DOCUMENT EXTRACT:
****************
The convoy of four buses was travelling from Rawalpindi, Punjab to Gilgit, Gilgit Baltistan. On an empty stretch of the Karakoram Highway (KKH), Kohistan, (an area with a high Sunni population), 10 to 12 gunmen in military uniform flagged the bus for stopping. After the bus halted, gunmen boarded and asked for the passengers' identity cards. After checking them, the gunmen dragged a group of Shia men including three children off the bus. They were made to stand in a line by the roadside. Their hands were tied behind their back and they were then shot. After the shooting the gunmen resorted to aerial firing and moved to the nearby hilly areas.

Among those killed was also a Sunni Muslim named Nisar Ahmed, the bus driver. He was killed along with the others as the gunmen did not believe he was a Sunni Muslim. A police official who had interviewed survivors said that "Nisar was shot dead when he erred in answer regarding Fajr prayers".

==Aftermath==
The Federal Minister for Interior Rehman Malik told reporters that the perpetrators had been caught. However, mass protests erupted in Gilgit as locals demanded compensation of PR 5 million for relatives of each victim. An individual named Ahmad Marwat claiming to be the commander of the banned terrorist group Jundallah claimed responsibility for the act by contacting the media after the incident.
****************
Stored data entries
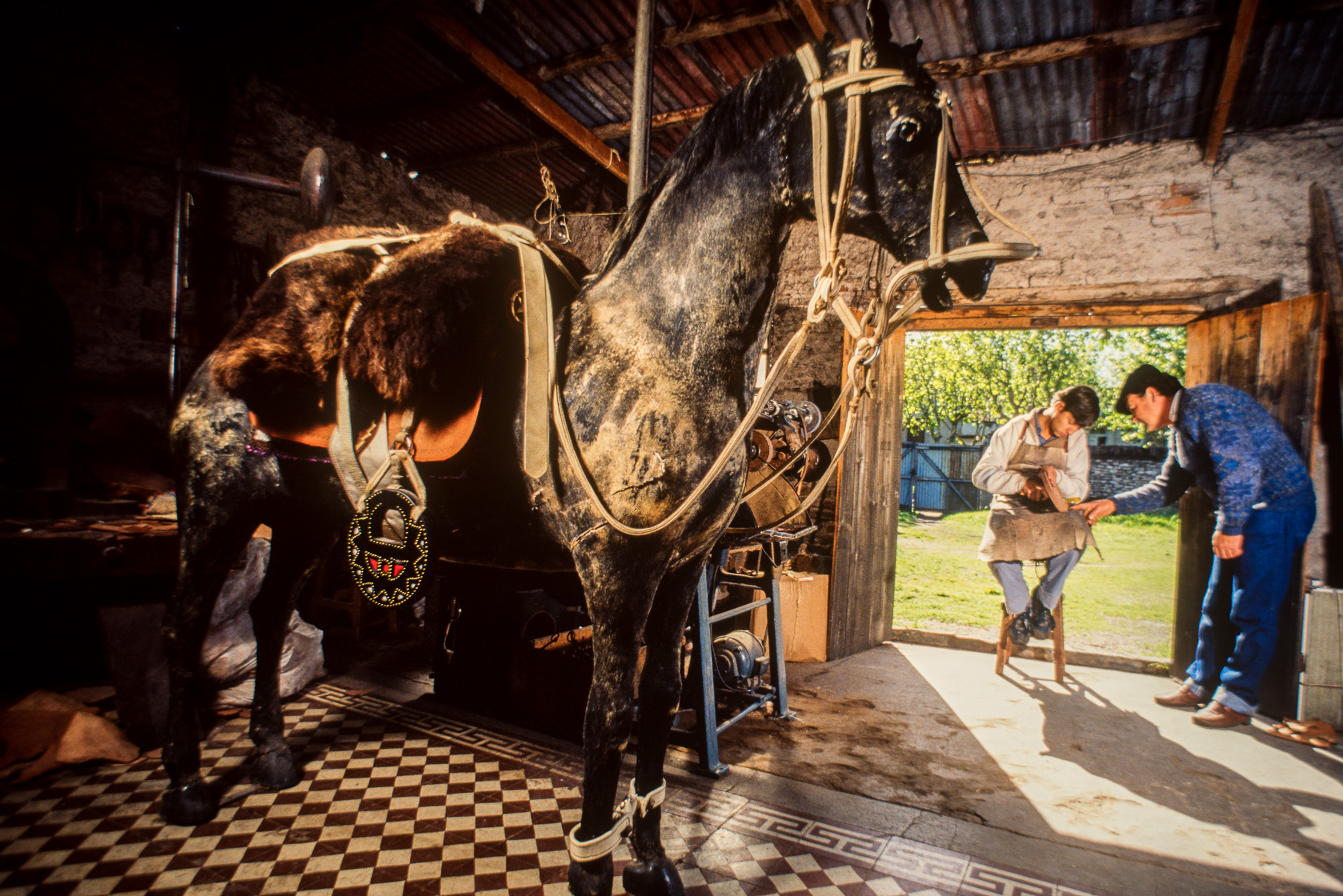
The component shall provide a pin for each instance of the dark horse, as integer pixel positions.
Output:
(655, 362)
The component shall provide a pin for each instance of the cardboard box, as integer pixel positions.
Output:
(806, 605)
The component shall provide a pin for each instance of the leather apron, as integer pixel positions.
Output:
(1029, 530)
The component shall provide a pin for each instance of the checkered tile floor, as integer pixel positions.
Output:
(397, 801)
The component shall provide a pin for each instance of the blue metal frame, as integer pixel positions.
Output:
(768, 581)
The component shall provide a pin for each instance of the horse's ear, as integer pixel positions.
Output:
(911, 52)
(879, 23)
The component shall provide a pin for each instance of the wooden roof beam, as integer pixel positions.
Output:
(754, 16)
(1041, 54)
(463, 40)
(528, 146)
(1235, 59)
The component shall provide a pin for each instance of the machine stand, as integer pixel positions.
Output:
(766, 580)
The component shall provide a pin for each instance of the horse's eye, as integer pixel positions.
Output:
(903, 128)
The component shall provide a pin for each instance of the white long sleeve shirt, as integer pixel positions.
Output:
(992, 471)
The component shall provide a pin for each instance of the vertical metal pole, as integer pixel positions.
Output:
(704, 658)
(175, 281)
(640, 101)
(778, 666)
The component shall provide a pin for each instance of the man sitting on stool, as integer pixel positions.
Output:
(1036, 466)
(1234, 450)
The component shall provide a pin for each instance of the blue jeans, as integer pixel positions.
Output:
(1017, 596)
(1251, 589)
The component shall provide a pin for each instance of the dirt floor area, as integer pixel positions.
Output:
(1090, 764)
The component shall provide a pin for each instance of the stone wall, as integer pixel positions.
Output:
(99, 230)
(1118, 468)
(1129, 213)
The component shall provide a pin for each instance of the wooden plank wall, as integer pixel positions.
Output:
(863, 576)
(1270, 352)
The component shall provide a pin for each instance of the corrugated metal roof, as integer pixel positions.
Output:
(394, 86)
****************
QUESTIONS ON THE MATERIAL:
1. In the account of the Kohistan bus attack, rewrite the stretch from "The convoy of" through "nearby hilly areas.", putting "attackers" wherever "gunmen" appears.
2. Extend the account of the Kohistan bus attack, picking up after its last sentence.

REPLIES:
1.
The convoy of four buses was travelling from Rawalpindi, Punjab to Gilgit, Gilgit Baltistan. On an empty stretch of the Karakoram Highway (KKH), Kohistan, (an area with a high Sunni population), 10 to 12 attackers in military uniform flagged the bus for stopping. After the bus halted, attackers boarded and asked for the passengers' identity cards. After checking them, the attackers dragged a group of Shia men including three children off the bus. They were made to stand in a line by the roadside. Their hands were tied behind their back and they were then shot. After the shooting the attackers resorted to aerial firing and moved to the nearby hilly areas.

2.
===Protests===
On 13 April 2012, hundreds of activists of Shia Ulema Council staged a protest demonstration against sectarian violence in Pakistan and demanded the government to provide security to the Shia community. The protestors carried flags and banners and raised slogans against the government and the forces involved in terrorist activities, resulting in killing of dozens of Shias in Quetta and Gilgit-Baltistan. The leaders of SUC condemned the continued, targeted killings of Shias. They also blasted the government for its failure in maintaining law and order in Gilgit-Baltistan and called on it to take immediate action against those involved in the sectarian killings. The leaders claimed hundreds of people had died in Parachinar, Hangu, Quetta and Gilgit- Baltistan, and accused the authorities of watching silently the loss of Shia community.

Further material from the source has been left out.